§ TEXTO PARA LEITURA
NF – Não é fácil as escolas de skate existentes tornarem-se clubes e não se verem apenas como negócio. A vertente desportiva não é negócio. Precisamos de treinadores de skate, não de professores, para desenvolver atletas. Tem sido um trabalho que temos vindo a fazer para converter escolas em clubes. Basicamente, tem sido a coabitação entre skate lifestyle/desporto.

SM – Falava-se em chegar aos 10 mil federados até aos Jogos de Paris-2024. Esse é um número exequível?

NF – Desportivamente, há muita gente a andar de skate, não significa que sejam atletas federados, esses rondam os 200 ou 300. São skaters do lifestyle a converterem-se em atletas para participarem em provas oficiais. Lá por termos 50 mil skates vendidos, não significa que temos outros tantos skaters. Era um sonho chegar aos 10 mil em 2024, mas neste momento o objetivo ir aumentando e criando hábitos de desporto. Estamos a sentir algumas dificuldades, porque quem está a carregar o skate ao nível desportivo é a federação. No próximo ano, vamos desenvolver mais atividades a nível regional, de forma a estimular mais competição e atividade interna. Falta-nos entrar na massificação dos federados e parte muito pelo trabalho a nível regional.

SM – Como se situa Portugal ao nível das infraestruturas para a vertente desportiva do skate?

NF – Essa é uma das grandes lacunas. Os skate parks que temos são preparados para o enquadramento paisagístico, mas falta para a competição. Falta-nos skate parks para prepararmos as nossas seleções nacionais. O skate park para um atleta de alto nível não pode ser aberto ao público, sob o risco de contraírem lesões graves. As infraestruturas existentes estão adaptadas para a população, mas falta fazer o salto qualitativo, preparando-as para a vertente desportiva. Esse salto terá muito a ver com a sensibilidade das câmaras e de melhorias na legislação. Não há normas, quem muitas vezes faz os skate parks são os pelouros urbanísticos camarários. Um skate park é mais uma instalação desportiva. Já temos em Coimbra, Porto e Aveiro algumas com qualidade.

§ INSTRUÇÕES
Segundo a entrevista sobre skate, quantos atletas federados existem aproximadamente?

§ EXCERTOS DOS DADOS
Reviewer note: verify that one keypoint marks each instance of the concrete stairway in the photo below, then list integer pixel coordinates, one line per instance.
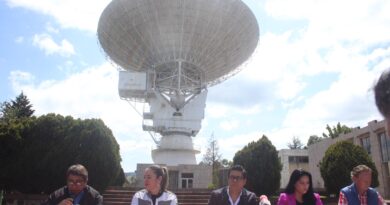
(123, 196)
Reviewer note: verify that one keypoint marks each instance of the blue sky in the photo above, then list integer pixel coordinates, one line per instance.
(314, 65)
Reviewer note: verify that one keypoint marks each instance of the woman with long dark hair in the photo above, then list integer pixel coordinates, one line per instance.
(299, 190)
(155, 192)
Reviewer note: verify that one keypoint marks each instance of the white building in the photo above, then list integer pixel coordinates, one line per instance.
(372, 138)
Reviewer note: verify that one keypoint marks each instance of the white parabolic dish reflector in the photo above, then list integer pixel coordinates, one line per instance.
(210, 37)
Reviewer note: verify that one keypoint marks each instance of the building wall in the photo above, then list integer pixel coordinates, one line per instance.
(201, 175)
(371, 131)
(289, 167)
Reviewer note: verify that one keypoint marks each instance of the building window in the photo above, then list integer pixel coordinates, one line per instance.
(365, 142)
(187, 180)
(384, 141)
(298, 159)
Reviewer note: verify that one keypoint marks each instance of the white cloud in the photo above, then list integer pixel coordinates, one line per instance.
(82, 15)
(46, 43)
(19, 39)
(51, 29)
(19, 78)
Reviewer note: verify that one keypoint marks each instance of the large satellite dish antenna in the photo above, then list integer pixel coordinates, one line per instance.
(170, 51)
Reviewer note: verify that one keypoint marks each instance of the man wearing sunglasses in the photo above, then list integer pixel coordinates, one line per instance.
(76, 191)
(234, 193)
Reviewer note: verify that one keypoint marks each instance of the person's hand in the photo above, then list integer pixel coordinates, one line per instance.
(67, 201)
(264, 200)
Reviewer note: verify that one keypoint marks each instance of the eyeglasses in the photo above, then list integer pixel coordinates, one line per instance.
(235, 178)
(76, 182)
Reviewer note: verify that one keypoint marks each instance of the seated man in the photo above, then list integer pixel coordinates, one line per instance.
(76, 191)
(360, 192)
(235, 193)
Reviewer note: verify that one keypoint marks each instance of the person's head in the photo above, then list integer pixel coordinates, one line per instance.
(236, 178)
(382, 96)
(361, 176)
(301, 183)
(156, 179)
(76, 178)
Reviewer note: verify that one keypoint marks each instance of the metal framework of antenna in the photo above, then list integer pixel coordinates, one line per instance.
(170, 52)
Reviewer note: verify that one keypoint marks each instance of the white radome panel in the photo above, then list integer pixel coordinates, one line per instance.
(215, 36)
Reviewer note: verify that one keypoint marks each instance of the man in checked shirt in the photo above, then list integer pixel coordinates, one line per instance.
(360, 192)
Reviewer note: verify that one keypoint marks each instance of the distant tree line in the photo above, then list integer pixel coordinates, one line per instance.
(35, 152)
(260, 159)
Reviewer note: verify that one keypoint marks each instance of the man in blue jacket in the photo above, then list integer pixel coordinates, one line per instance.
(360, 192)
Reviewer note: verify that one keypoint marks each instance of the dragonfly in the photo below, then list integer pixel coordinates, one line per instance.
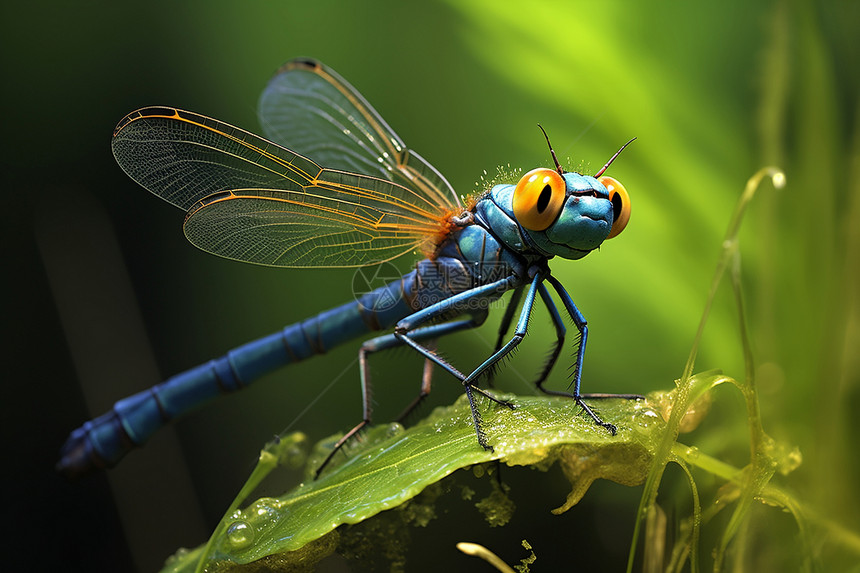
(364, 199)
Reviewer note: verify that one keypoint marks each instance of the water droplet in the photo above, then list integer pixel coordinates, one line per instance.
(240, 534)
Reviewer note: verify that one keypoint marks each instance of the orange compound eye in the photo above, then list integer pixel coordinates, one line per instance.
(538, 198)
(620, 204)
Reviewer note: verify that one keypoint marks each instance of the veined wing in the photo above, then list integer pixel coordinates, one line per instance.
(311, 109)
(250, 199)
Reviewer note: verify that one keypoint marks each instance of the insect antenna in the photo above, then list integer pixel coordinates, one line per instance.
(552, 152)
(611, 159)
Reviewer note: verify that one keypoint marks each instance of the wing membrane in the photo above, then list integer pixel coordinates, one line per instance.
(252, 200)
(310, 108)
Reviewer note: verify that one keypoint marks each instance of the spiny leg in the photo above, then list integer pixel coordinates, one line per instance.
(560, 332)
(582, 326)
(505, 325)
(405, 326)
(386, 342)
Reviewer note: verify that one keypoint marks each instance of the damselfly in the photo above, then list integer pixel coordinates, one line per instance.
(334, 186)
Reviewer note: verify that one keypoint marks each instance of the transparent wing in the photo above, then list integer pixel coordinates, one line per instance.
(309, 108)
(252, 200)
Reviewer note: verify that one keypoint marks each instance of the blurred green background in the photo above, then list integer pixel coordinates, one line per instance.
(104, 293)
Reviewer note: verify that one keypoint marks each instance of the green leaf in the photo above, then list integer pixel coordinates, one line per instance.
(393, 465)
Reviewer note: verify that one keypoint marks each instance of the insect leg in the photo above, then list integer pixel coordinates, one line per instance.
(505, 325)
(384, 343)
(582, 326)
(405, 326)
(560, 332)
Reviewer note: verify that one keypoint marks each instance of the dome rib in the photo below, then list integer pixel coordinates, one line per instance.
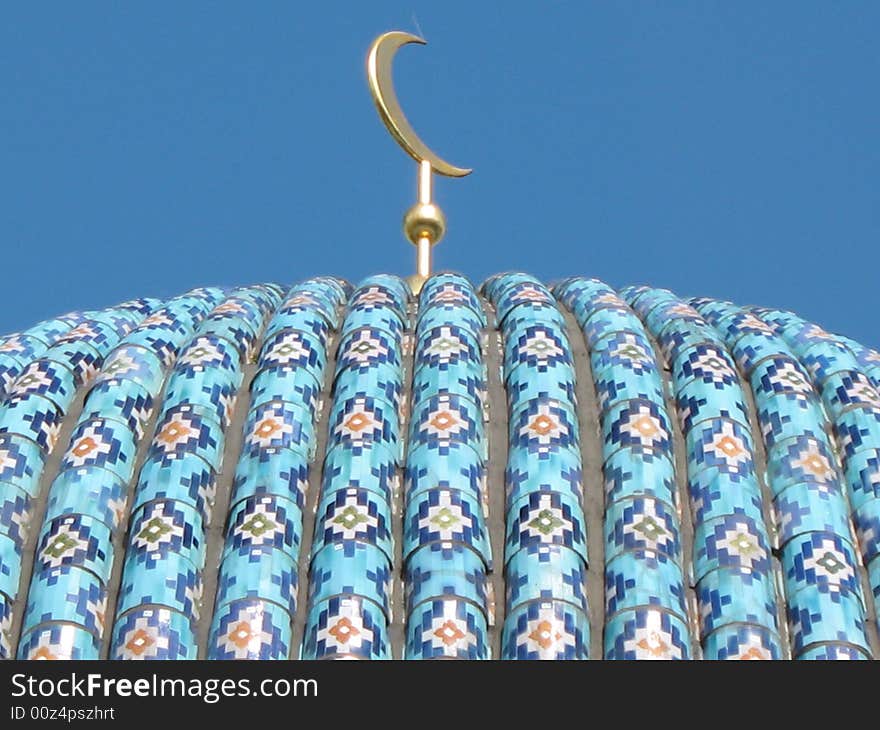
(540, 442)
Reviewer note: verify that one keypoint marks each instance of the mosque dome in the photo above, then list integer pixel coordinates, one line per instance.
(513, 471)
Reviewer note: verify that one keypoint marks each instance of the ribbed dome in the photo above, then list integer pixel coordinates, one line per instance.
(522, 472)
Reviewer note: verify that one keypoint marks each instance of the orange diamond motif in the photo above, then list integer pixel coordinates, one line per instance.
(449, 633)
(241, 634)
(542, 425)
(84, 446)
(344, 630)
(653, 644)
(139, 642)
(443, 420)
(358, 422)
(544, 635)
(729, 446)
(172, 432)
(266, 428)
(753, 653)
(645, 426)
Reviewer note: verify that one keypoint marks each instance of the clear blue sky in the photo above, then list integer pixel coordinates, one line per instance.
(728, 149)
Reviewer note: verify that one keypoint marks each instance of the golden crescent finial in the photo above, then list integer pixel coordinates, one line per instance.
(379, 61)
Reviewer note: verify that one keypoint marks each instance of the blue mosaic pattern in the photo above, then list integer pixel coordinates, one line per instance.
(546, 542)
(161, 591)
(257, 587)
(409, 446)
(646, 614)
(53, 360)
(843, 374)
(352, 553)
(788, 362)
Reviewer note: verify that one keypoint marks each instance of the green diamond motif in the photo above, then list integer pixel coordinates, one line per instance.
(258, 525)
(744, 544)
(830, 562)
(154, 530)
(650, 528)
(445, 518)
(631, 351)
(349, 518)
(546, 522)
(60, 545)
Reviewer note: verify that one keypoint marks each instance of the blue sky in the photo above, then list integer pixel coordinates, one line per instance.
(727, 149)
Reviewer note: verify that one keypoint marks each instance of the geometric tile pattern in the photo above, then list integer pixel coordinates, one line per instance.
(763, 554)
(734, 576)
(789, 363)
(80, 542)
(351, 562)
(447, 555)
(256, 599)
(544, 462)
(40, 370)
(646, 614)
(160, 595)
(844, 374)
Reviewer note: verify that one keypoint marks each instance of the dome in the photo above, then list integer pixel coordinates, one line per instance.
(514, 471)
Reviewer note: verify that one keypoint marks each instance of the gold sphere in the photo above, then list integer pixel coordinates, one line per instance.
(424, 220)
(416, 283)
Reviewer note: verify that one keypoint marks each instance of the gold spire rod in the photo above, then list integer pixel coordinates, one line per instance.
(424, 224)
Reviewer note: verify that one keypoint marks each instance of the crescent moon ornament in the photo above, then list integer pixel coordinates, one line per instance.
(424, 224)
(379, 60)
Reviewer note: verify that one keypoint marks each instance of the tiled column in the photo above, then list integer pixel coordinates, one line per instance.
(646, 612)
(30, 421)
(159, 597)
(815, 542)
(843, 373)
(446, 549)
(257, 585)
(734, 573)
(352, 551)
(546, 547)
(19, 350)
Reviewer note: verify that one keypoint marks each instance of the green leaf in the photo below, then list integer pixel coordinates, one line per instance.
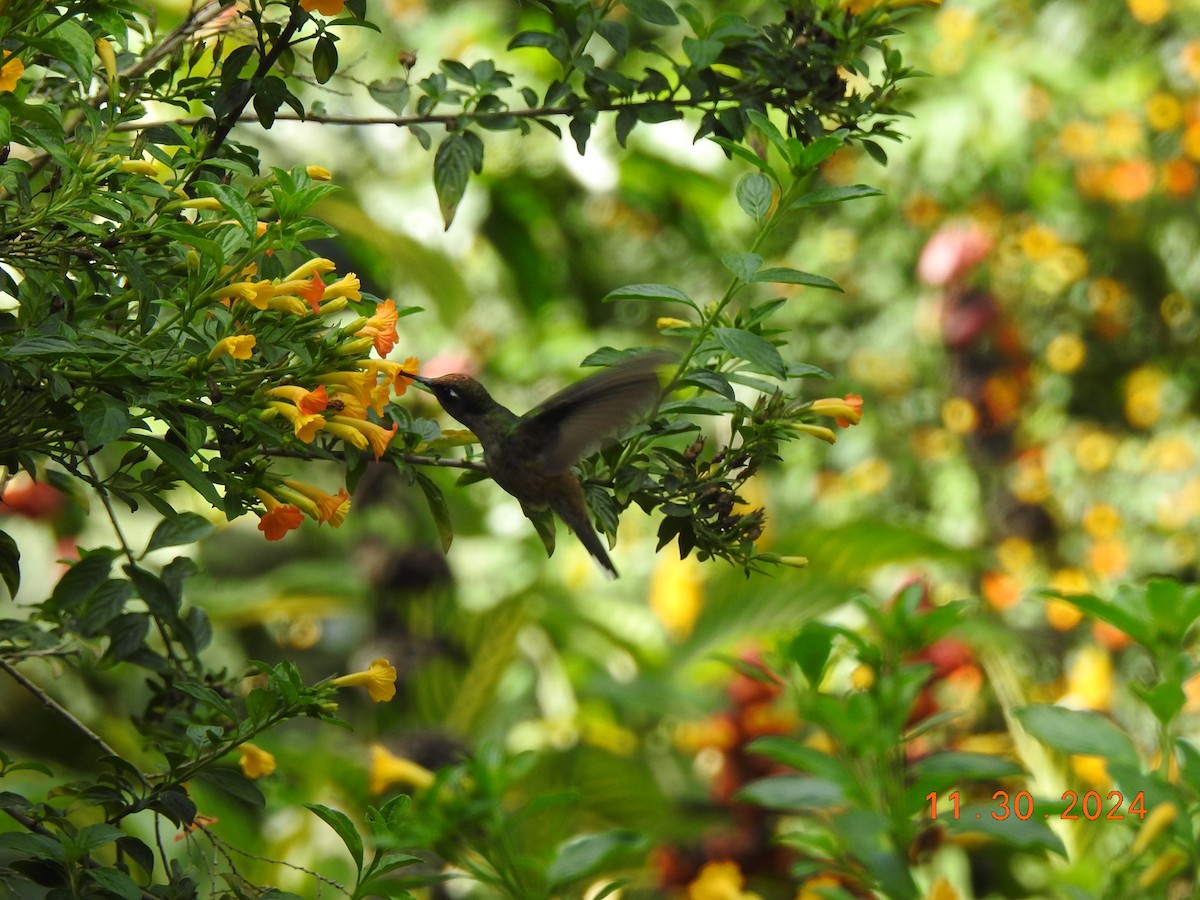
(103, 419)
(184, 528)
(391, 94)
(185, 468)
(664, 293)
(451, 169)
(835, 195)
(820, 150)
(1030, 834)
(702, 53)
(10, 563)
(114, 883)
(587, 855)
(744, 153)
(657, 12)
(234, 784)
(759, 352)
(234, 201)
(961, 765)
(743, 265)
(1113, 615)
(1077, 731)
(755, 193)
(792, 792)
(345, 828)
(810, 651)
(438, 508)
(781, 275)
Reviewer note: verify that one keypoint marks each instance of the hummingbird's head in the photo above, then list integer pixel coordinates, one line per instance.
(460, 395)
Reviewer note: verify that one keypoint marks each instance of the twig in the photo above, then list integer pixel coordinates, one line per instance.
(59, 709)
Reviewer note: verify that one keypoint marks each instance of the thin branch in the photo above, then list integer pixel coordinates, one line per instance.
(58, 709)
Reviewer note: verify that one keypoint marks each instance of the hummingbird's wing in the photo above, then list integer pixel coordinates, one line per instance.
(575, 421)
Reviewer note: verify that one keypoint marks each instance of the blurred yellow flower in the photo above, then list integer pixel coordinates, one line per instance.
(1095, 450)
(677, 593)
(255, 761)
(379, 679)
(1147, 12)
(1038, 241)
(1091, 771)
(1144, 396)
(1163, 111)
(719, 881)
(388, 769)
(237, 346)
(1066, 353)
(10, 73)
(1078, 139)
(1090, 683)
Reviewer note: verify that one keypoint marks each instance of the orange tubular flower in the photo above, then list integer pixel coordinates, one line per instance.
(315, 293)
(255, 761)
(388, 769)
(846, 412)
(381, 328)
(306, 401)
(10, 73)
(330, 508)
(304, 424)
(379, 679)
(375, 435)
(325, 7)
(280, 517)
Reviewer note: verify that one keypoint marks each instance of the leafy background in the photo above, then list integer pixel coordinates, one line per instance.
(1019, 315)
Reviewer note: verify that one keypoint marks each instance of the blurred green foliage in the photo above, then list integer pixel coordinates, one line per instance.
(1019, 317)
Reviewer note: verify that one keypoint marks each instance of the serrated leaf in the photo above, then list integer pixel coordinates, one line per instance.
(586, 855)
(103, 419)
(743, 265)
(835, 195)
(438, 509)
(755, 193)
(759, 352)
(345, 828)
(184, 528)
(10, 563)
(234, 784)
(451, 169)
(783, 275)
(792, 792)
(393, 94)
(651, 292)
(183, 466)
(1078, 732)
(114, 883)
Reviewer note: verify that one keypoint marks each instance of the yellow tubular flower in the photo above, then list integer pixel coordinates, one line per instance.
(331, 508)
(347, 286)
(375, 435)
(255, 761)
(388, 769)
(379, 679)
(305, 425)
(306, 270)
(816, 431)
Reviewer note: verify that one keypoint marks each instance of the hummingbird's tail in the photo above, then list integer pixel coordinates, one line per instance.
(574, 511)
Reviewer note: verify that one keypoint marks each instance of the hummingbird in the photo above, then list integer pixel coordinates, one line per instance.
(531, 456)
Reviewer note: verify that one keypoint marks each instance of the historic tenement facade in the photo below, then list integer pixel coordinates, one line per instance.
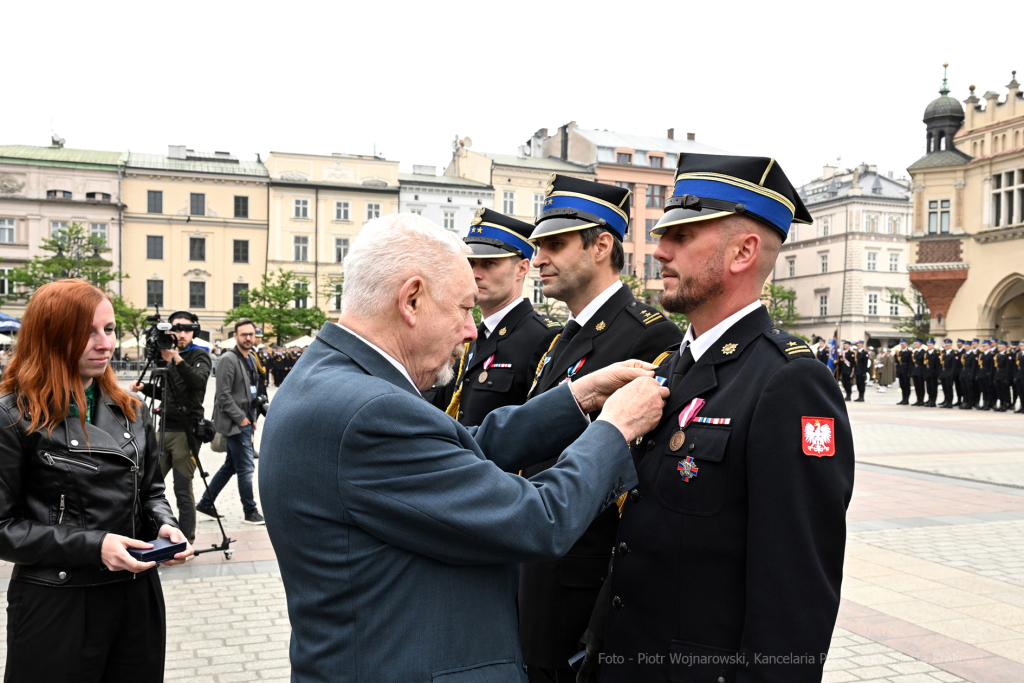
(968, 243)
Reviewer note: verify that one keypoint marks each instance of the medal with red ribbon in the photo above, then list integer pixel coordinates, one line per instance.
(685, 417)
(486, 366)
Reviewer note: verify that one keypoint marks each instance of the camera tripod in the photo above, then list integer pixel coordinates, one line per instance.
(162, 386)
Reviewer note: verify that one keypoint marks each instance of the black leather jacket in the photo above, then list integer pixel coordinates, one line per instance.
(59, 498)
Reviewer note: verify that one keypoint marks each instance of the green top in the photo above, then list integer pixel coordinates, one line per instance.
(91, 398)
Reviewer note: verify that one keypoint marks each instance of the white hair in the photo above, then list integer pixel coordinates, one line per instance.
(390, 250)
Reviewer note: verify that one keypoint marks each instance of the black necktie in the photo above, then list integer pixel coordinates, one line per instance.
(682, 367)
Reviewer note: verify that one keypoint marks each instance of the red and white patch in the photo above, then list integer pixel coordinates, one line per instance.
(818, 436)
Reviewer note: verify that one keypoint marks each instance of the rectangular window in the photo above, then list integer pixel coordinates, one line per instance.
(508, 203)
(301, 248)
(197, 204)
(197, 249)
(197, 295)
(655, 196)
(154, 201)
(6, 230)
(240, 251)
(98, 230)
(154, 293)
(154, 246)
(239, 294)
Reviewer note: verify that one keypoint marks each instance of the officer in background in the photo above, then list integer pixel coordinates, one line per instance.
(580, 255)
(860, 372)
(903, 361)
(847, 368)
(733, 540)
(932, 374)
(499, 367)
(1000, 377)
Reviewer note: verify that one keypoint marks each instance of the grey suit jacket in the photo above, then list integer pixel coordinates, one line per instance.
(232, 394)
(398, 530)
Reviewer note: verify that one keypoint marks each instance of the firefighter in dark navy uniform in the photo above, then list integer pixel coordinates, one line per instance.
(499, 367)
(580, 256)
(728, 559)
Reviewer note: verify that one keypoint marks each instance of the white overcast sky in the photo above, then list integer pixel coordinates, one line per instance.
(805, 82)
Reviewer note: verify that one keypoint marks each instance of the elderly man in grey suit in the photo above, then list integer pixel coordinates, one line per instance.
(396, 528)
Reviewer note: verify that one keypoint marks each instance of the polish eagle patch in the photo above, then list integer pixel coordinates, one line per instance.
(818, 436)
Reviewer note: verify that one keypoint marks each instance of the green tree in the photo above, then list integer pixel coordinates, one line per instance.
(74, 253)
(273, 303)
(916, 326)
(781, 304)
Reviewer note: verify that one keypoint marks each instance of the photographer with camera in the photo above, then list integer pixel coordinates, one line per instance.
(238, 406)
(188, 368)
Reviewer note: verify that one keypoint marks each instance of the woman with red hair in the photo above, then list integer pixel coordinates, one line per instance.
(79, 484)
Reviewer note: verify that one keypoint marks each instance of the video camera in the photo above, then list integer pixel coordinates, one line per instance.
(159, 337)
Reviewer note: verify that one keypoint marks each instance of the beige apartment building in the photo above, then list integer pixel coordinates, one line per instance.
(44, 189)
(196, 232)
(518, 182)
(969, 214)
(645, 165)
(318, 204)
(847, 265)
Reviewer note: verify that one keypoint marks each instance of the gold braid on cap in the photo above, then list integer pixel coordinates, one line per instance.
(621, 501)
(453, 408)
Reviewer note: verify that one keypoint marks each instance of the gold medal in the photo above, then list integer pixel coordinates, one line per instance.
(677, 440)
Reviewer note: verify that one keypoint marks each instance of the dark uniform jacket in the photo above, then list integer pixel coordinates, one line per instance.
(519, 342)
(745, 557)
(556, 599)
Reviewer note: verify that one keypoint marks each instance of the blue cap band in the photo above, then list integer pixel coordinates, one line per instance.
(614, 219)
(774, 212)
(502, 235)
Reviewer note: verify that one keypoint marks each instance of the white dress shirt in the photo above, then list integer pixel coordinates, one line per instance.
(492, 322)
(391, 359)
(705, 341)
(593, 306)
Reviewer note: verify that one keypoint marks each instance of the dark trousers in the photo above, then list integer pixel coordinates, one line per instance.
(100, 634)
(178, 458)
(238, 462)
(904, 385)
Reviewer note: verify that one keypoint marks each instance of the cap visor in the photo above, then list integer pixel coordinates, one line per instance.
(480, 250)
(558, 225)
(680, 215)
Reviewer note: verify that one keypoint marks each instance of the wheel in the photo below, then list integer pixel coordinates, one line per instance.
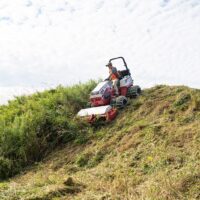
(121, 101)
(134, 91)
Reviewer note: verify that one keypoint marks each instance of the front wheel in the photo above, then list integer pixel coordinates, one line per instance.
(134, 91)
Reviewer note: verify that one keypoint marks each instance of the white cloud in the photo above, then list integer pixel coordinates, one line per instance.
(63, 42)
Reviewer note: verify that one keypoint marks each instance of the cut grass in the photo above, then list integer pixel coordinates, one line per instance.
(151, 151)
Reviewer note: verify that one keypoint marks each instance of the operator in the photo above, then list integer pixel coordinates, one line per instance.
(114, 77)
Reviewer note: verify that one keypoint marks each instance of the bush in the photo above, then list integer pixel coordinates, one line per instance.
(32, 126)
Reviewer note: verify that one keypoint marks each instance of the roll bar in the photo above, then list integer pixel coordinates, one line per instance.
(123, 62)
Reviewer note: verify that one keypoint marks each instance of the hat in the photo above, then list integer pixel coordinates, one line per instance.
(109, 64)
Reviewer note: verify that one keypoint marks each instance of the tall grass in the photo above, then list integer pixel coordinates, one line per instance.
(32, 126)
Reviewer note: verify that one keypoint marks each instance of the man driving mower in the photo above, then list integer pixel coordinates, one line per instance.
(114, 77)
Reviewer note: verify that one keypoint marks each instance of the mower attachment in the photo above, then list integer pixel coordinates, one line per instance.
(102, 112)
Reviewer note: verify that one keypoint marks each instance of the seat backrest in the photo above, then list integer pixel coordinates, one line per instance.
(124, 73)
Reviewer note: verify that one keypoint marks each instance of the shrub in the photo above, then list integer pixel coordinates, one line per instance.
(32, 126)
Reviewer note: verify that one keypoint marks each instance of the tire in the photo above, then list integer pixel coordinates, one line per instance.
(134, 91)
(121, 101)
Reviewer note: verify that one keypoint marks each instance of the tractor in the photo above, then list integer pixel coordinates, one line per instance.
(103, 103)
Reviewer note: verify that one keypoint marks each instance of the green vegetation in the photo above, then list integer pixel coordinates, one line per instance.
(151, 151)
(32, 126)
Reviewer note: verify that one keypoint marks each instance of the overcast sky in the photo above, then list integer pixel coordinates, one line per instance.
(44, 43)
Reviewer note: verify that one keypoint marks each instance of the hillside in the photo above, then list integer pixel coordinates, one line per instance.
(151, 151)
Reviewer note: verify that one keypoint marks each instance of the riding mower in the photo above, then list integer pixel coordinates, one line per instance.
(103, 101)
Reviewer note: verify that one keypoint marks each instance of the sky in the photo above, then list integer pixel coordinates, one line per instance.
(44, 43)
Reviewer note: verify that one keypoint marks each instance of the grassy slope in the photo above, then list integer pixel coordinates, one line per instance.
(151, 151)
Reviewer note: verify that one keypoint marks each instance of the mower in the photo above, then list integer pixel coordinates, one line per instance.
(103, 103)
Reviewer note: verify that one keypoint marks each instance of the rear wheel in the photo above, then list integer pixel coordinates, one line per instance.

§ RESULTADO DO EXERCÍCIO
Rondam os 200 ou 300.